* [What the task asks]: Write out each record below exactly, but not the pictures.

* [Records for this exercise]:
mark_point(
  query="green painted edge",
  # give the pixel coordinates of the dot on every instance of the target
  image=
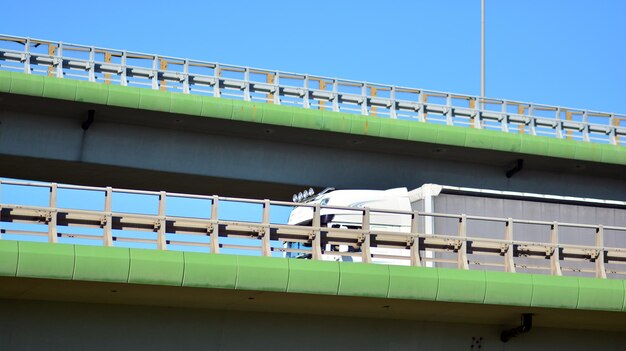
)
(63, 261)
(262, 273)
(9, 253)
(508, 289)
(363, 279)
(600, 294)
(456, 285)
(5, 81)
(337, 122)
(90, 260)
(558, 292)
(415, 283)
(210, 270)
(156, 267)
(43, 260)
(313, 277)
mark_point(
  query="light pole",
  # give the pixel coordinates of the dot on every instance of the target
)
(482, 52)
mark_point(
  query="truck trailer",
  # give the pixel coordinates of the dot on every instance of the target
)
(537, 218)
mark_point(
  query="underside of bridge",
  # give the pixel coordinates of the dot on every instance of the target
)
(68, 315)
(55, 140)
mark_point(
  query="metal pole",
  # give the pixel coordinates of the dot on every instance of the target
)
(482, 51)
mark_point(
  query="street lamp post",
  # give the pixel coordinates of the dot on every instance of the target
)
(482, 52)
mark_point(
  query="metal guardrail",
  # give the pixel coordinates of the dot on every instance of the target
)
(111, 66)
(213, 234)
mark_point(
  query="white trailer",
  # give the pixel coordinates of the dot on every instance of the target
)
(434, 198)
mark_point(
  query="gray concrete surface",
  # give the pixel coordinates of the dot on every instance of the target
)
(37, 325)
(158, 151)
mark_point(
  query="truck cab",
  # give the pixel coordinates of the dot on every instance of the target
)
(393, 199)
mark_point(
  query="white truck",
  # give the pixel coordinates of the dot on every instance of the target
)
(433, 198)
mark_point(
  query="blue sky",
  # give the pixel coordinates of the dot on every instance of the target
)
(568, 53)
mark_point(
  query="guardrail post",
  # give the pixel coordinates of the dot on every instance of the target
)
(52, 222)
(214, 229)
(423, 115)
(217, 71)
(613, 129)
(92, 64)
(509, 262)
(123, 80)
(335, 95)
(558, 128)
(155, 73)
(186, 77)
(107, 230)
(161, 223)
(306, 103)
(316, 242)
(449, 110)
(416, 260)
(394, 104)
(555, 258)
(266, 249)
(504, 123)
(365, 228)
(600, 269)
(533, 123)
(27, 56)
(462, 251)
(585, 126)
(0, 211)
(364, 111)
(246, 84)
(277, 88)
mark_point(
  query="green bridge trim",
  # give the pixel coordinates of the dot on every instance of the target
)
(205, 106)
(202, 270)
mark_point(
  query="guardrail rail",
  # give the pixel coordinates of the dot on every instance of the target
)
(126, 68)
(210, 232)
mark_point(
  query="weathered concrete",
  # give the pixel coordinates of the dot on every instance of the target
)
(32, 325)
(43, 139)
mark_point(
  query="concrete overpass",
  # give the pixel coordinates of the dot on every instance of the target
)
(73, 296)
(206, 145)
(70, 296)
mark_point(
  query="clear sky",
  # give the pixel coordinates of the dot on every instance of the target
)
(562, 52)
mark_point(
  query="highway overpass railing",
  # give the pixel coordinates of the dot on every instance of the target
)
(221, 225)
(126, 68)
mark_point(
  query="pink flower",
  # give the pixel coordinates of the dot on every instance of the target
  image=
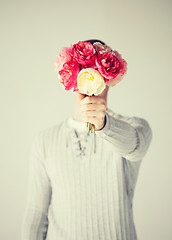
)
(68, 75)
(100, 48)
(84, 53)
(64, 56)
(112, 67)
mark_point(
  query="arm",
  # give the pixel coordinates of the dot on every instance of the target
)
(130, 136)
(35, 221)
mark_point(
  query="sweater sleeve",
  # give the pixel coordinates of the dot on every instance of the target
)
(35, 220)
(130, 136)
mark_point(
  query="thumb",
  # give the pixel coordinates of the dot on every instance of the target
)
(80, 96)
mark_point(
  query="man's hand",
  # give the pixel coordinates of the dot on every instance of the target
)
(93, 110)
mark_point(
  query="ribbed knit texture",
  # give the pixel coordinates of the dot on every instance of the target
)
(81, 185)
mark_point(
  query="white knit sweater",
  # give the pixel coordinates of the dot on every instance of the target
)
(80, 184)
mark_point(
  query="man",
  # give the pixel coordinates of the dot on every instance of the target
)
(81, 185)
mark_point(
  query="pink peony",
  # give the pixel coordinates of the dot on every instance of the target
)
(84, 53)
(68, 75)
(100, 48)
(64, 56)
(112, 67)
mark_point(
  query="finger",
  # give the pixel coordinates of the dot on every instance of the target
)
(80, 96)
(98, 115)
(92, 99)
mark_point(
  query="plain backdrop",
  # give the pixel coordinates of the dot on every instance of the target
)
(32, 98)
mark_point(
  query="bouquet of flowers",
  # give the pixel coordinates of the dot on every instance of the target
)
(88, 68)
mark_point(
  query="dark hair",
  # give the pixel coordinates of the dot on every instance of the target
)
(94, 40)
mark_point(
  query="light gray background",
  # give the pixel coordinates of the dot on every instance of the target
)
(32, 99)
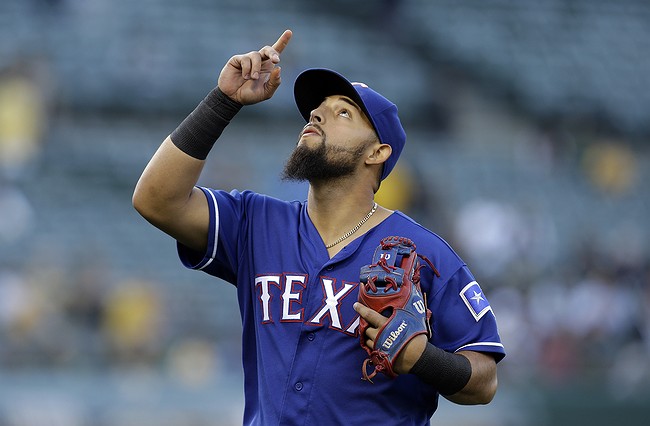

* [Answer to this exercise]:
mark_point(
  query="green painted edge",
  # give the pixel coordinates of the dot on every instance of the target
  image=
)
(63, 261)
(262, 273)
(9, 253)
(508, 289)
(363, 279)
(600, 294)
(456, 285)
(5, 81)
(337, 122)
(90, 260)
(558, 292)
(415, 283)
(210, 270)
(156, 267)
(43, 260)
(313, 277)
mark_point(
  query="light pole",
  # give the pixel coordinates of the dot on every instance of the target
)
(482, 52)
mark_point(
  query="truck trailer",
  # give the pixel coordinates of the dot on every instance of the target
)
(537, 218)
mark_point(
  query="underside of bridge",
  # give the pixel coordinates of the dot on every instance of the target
)
(68, 315)
(55, 140)
mark_point(
  query="metal pole",
  # give the pixel coordinates of the dot on every instance of the target
)
(482, 51)
mark_point(
  query="street lamp post",
  # give the pixel coordinates of the dot on every instance of the target
)
(482, 52)
mark_point(
  query="metal guardrail",
  # give the pixel coordinates of the dot on every instance of the target
)
(111, 66)
(213, 234)
mark_point(
  query="white trailer",
  # give the pixel coordinates of the dot on every instance of the target
)
(434, 198)
mark_point(
  query="gray concrete surface",
  # give the pixel coordinates of the dot on every instance of the target
)
(37, 325)
(158, 151)
mark_point(
  query="truck cab",
  # give the pixel coordinates of the dot on every instance of the target
)
(393, 199)
mark_point(
  query="white truck",
  # give the pixel coordinates of the dot on every instance of the target
)
(433, 198)
mark_point(
  query="blue sky",
  # give the pixel coordinates of the dot on every instance of the target
)
(568, 53)
mark_point(
  query="guardrail post",
  # give the pixel coordinates of the dot on every instance of the target
)
(52, 222)
(214, 229)
(423, 115)
(217, 71)
(613, 129)
(92, 64)
(509, 262)
(123, 80)
(335, 95)
(558, 128)
(155, 73)
(186, 77)
(107, 230)
(161, 223)
(306, 103)
(316, 242)
(449, 110)
(416, 260)
(394, 104)
(555, 258)
(266, 249)
(504, 123)
(365, 228)
(600, 269)
(533, 123)
(27, 56)
(462, 251)
(585, 126)
(0, 211)
(364, 111)
(246, 84)
(277, 88)
mark_point(
  query="green bridge trim",
  # give the pixel coordinates of the dot on every instance of the target
)
(205, 106)
(202, 270)
mark_point(
  query="guardrail rail",
  # give the pixel coordinates of the dot on every instance of the target
)
(126, 68)
(210, 232)
mark_point(
  query="weathered concrete",
  # give the pixel coordinates of the dot on every instance of the target
)
(32, 325)
(43, 139)
mark_point(
  query="concrete overpass",
  # give the pixel coordinates of the dot on every instance of the target
)
(73, 296)
(206, 145)
(70, 296)
mark_point(
  query="clear sky",
  # give the pixel coordinates of the dot on every instance of the target
)
(562, 52)
mark_point(
  query="highway overpass railing",
  # give the pixel coordinates of the dot on every instance of the target
)
(221, 225)
(126, 68)
mark_point(
  query="pink flower",
  # give the pixel coordinates of the dot on every instance of the target
  image=
)
(68, 75)
(100, 48)
(84, 53)
(64, 56)
(112, 67)
mark_point(
  query="arm",
  # give the pixel coordinates of the dot on every instance of the target
)
(130, 136)
(35, 221)
mark_point(
  query="sweater sleeve",
  # give the pixel coordinates of the dot on every instance of the target
)
(35, 220)
(130, 136)
mark_point(
  query="thumb",
  # give the pixel coordinates of the dot on every instance of the target
)
(80, 96)
mark_point(
  query="man's hand",
  # give the pixel coordinates of the dot on every instance of the target
)
(93, 110)
mark_point(
  query="ribbed knit texture",
  # give the pixel coordinates of the dot on every instance of the target
)
(81, 185)
mark_point(
  query="white knit sweater",
  # give the pixel coordinates of the dot on every instance of the target
)
(80, 184)
mark_point(
  query="man",
  # give the pixel coordinates of the dot on every instance of the target
)
(81, 185)
mark_point(
  query="pink peony",
  # give the pixel coordinates of the dot on every instance of the target
)
(84, 53)
(68, 75)
(100, 48)
(64, 56)
(112, 67)
mark_point(
  query="finger",
  # give the pixel coordinates of the dot on every instance of the target
)
(80, 96)
(98, 115)
(92, 99)
mark_point(
  query="plain backdrop",
  # give the pixel coordinates of the dot on every instance of the target
)
(32, 98)
mark_point(
  query="bouquet of flowers",
  # give the pixel coordinates of the dot on every instance of the target
)
(88, 68)
mark_point(
  query="dark hair",
  # give the pixel coordinates of the dot on every instance of the target
)
(94, 40)
mark_point(
  query="light gray background",
  # give the pixel coordinates of the dot on every instance of the target
)
(32, 99)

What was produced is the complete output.